PAGE EXTRACT:
+===+

You may not realise this but we have a lot to thank Claude Monet for. There’s all that great art, of course, but he also helped to transform the former orangerie greenhouse — which had been used as a storage space and even as a temporary barracks for soldiers during World War I — into a world-class modern museum.
Tucked into the Jardin du Tuileries right at the Place de la Concorde, the 1852 stone structure facing the Seine was once the greenhouse that helped to nurture orange trees for the garden. (There’s also an orangerie in the Jardin du Luxembourg, and it’s still used to store plants during the winter.) Today, it’s home to Monet’s stellar waterlily murals. But, the Orangerie Museum has many more artistic surprises in store.
Firstly, Those Waterlillies
It seems poetic that Claude Monet donated his waterlilies murals to the people of France as a symbol of peace, the day after the Armistice of 11 November, 1918. That same year, Monet’s close friend, prime minister Georges Clemenceau, invited him to display his nymphéas at the Orangerie. Monet had been working on them since 1914 in his studio in Giverny. He would continue to paint waterlilies until his death at age 86 — in fact, this theme dominated his painting for 30 years.
The eight monumental, curved panels were installed at the Orangerie in accordance with Monet’s instructions in 1927, just months after his death. It’s simply one of the greatest artistic achievements of early 20th century painting. The panels surround and encompass the viewer with a watery landscape dotted with water lilies, willow branches, trees and the reflections of clouds. Monet said:
It gives the illusion of an endless whole, of a wave with no horizon and no shore.
Monet left nothing to chance when planning the galleries. He worked with architect Camille Lefèvre to ensure that the forms, positioning, and rhythm between the panels would guide the visitor. Depending on the light conditions the waterlilies would change — on clear days sunlight would flood the space, on cloudy days the muted light would change the viewing experience. Even the panels with sunrise hues are positioned to the east and the sunset scenes are in the west. Each of the eight panels are the same height but differ in length, made to order to shape across the curved walls of the two oval rooms. The paintings cover a staggering surface area of 200 sq metres (2,000 sq ft).

+===+

RECORD EXTRACTS:
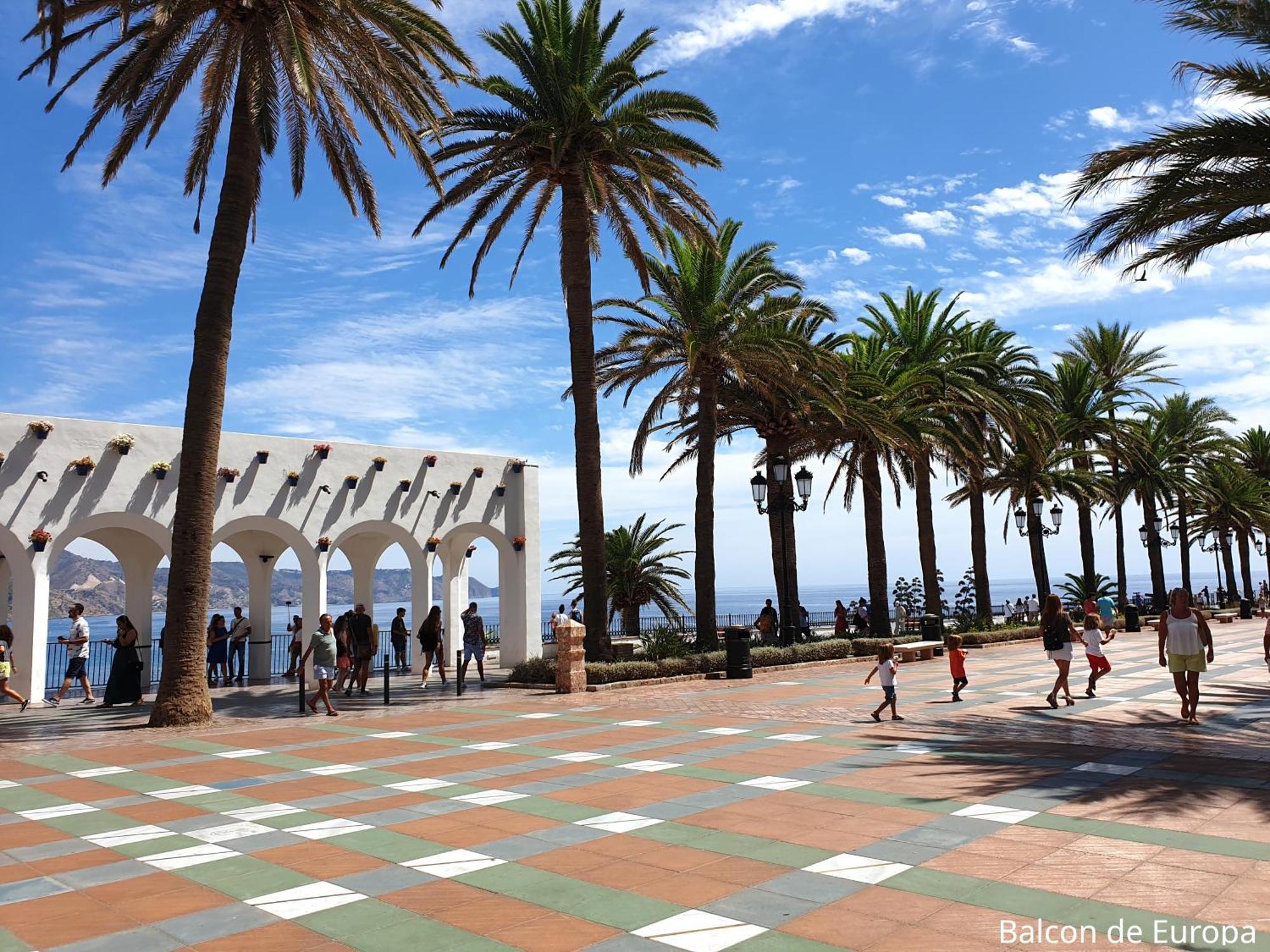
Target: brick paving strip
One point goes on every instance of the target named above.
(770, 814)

+===+

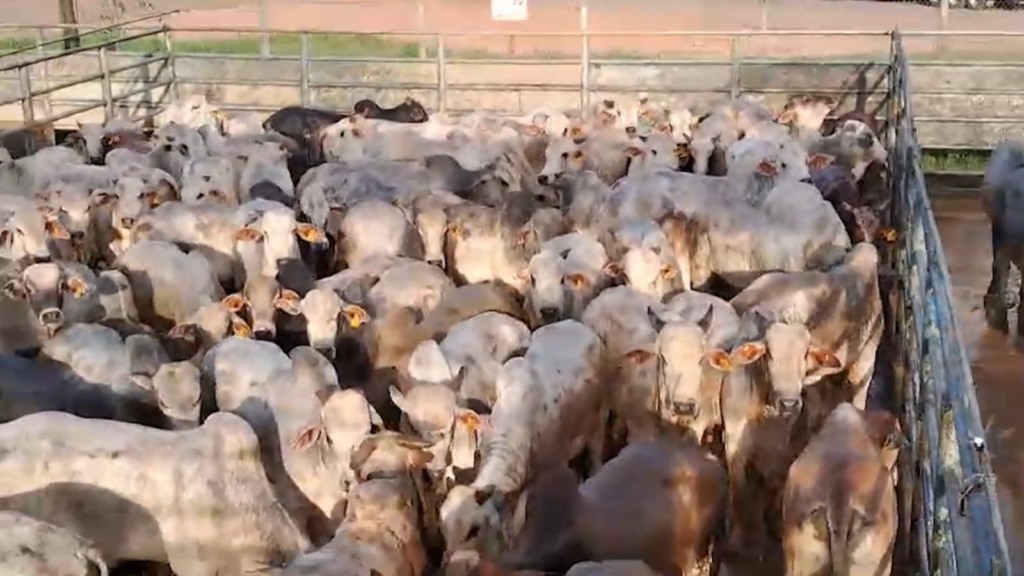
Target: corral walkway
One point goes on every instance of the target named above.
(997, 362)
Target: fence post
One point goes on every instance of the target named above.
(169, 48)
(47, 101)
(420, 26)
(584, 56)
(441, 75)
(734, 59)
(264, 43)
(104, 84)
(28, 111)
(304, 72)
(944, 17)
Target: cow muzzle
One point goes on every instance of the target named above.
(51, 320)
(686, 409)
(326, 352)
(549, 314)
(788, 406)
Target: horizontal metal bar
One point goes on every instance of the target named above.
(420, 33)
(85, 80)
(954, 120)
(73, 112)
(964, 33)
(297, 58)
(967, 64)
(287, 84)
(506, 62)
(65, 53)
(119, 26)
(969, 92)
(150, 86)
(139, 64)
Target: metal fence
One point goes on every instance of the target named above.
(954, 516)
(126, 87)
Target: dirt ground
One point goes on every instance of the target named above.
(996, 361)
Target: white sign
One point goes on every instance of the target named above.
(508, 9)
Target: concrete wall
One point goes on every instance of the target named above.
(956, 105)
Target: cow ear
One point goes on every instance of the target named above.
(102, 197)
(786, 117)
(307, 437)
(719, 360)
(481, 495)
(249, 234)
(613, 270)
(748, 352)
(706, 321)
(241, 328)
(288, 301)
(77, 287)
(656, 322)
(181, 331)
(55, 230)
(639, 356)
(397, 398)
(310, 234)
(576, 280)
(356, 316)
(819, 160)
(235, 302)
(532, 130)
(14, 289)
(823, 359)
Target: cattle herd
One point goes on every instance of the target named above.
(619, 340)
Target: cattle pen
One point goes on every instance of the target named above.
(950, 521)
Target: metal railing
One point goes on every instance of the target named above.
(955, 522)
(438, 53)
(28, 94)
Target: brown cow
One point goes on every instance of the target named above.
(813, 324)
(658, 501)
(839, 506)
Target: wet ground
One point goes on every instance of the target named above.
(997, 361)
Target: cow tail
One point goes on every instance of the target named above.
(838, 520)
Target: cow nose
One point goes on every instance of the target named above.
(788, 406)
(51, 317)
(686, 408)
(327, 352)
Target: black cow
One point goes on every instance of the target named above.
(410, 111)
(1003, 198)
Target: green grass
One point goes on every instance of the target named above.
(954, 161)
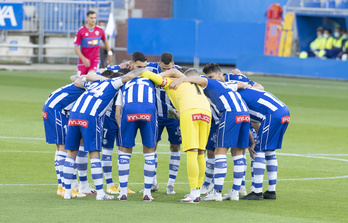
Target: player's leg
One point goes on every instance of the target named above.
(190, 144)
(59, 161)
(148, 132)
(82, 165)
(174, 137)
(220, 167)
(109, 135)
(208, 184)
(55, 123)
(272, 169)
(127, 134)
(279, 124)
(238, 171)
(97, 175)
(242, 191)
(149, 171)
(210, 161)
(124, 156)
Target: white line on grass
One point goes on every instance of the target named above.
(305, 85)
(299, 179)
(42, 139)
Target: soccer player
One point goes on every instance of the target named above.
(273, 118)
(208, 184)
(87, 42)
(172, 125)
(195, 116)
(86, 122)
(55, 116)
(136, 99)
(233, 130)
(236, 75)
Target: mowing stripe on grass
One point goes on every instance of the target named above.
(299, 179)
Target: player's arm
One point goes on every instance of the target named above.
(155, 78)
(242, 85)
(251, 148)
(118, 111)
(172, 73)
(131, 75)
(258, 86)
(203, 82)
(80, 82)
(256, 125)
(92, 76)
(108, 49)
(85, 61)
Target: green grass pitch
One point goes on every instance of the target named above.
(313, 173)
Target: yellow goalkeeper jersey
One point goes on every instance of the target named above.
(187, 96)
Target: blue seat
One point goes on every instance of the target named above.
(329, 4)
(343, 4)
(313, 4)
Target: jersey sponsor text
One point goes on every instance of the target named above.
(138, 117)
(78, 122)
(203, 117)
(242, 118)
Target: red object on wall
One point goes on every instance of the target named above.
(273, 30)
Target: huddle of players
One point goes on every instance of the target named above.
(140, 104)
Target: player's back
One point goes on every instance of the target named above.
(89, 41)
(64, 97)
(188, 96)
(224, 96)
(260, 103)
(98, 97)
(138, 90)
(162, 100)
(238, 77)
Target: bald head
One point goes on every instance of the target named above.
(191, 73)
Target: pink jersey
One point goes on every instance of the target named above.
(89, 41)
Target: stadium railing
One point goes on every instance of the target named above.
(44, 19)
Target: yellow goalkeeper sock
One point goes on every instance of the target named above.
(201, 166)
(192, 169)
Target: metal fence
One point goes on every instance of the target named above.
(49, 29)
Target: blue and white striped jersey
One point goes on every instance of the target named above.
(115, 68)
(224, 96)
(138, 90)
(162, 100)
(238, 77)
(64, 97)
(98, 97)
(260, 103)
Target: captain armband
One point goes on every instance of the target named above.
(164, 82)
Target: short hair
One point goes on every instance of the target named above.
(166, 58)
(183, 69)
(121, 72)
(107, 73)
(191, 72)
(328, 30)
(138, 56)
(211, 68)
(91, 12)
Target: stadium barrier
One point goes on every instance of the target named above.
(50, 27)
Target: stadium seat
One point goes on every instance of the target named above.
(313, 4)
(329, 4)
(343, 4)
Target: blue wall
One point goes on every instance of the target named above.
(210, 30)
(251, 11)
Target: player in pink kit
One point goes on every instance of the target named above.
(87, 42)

+===+

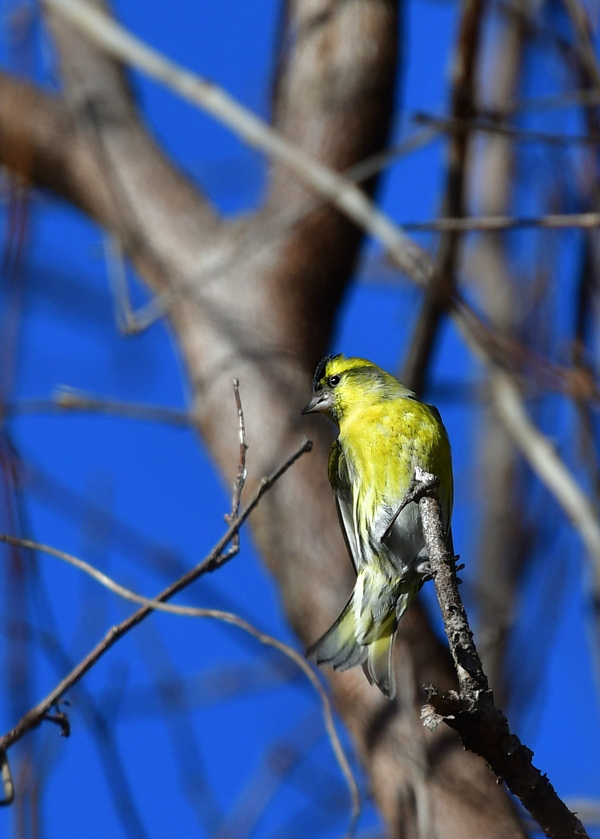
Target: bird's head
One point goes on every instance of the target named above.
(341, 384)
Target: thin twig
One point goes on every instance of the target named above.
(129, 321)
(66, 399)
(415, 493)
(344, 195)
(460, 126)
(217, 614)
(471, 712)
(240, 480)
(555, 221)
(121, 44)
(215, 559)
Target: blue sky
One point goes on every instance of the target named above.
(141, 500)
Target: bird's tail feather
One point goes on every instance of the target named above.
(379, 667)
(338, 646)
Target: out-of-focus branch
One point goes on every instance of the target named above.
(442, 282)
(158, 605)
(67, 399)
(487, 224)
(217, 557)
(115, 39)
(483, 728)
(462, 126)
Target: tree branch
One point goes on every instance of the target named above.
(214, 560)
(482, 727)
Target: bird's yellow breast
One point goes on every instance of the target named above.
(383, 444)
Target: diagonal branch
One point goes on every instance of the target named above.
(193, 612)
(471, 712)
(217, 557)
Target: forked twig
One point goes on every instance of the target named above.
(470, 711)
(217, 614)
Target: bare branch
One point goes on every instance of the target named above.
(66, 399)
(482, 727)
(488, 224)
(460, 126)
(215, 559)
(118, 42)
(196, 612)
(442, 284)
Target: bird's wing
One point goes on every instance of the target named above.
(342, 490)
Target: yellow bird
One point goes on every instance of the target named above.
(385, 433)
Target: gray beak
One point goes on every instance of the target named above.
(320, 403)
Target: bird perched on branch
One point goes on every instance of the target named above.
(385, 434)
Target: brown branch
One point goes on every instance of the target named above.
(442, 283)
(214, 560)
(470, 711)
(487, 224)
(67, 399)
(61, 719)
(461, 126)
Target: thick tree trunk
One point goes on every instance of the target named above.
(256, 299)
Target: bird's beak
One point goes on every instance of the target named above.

+===+

EXERCISE DESCRIPTION:
Extend the piece on the Orangerie Museum and Monet's waterlilies, picking up right after its final sentence.

RESPONSE BOX:
Monet’s waterlilies did not receive initial critical success and, even worse, the public stayed away. It wasn’t until 1952, when art critic André Masson called Monet’s waterlilies the “the Sistine Chapel of Impressionism” that private collectors began purchasing the remaining waterlily paintings from the collection in Monet’s studio. In 1955, MOMA in New York displayed one of his paintings and soon art enthusiasts were clamoring for more.
But there’s more…….
Come to the Musée de l’Orangerie for the waterlilies but there are works by others to marvel over. The specially-designed lower-floor galleries house the amazing Jean Walter-Paul Guillaume collection: works by Auguste Renoir, Paul Cézanne, Pablo Picasso, Henri Matisse, Amedeo Modigliani, André Derain, and Chaim Soutine.
Paul Guillaume is considered one of the greatest art dealers of 20th century. In 1930, he was awarded the Légion d’Honneur by France and, with his wife Domenica, was a popular figure in the Parisian society. In his short life, he amassed one of the most exceptional collections of paintings in Europe. Unfortunately, he died suddenly at the age of 42.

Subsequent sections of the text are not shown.